- GOAL
How many lines of the material below contain the string "hood"? Reply with the number only.

- DATA TO PROCESS

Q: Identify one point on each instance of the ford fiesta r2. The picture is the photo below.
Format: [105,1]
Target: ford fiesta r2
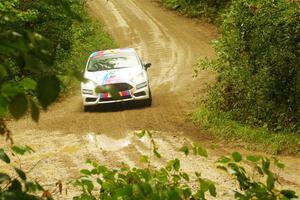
[115,75]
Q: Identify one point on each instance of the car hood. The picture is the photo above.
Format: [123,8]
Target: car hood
[122,75]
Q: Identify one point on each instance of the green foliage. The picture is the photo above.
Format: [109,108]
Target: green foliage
[258,64]
[249,186]
[16,185]
[221,126]
[170,182]
[41,52]
[211,9]
[31,33]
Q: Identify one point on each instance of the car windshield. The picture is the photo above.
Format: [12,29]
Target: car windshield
[113,61]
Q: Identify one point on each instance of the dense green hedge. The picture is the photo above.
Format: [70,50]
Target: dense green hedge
[210,9]
[258,61]
[42,44]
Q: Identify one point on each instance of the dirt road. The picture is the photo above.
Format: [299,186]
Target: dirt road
[66,136]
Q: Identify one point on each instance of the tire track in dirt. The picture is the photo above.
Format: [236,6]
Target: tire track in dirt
[65,136]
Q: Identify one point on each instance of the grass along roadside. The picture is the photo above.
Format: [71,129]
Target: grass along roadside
[252,138]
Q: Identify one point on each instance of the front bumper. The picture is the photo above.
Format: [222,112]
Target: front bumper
[94,98]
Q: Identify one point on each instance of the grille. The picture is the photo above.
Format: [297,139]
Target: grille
[111,88]
[89,99]
[115,98]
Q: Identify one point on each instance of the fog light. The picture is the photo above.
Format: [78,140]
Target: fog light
[85,91]
[141,85]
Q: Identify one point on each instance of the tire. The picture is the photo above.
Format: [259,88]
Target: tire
[148,102]
[87,109]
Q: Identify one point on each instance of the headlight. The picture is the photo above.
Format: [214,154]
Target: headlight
[141,85]
[88,82]
[86,91]
[138,78]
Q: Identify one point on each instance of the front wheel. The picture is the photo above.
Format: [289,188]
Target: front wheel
[87,108]
[148,102]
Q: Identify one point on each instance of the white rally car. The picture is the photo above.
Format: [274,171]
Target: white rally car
[115,75]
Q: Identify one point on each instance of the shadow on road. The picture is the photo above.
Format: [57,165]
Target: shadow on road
[116,107]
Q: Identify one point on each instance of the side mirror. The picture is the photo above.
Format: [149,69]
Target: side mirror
[147,65]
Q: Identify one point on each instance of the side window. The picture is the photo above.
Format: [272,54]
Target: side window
[140,61]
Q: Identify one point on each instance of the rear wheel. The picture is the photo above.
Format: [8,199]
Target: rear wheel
[87,108]
[148,102]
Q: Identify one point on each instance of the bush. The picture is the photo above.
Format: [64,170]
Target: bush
[258,61]
[211,9]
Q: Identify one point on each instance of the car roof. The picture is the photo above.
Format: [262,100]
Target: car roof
[111,51]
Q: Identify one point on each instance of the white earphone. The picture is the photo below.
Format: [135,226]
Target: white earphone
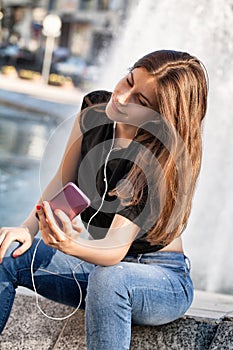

- SOLUTION TO THE PROBLEM
2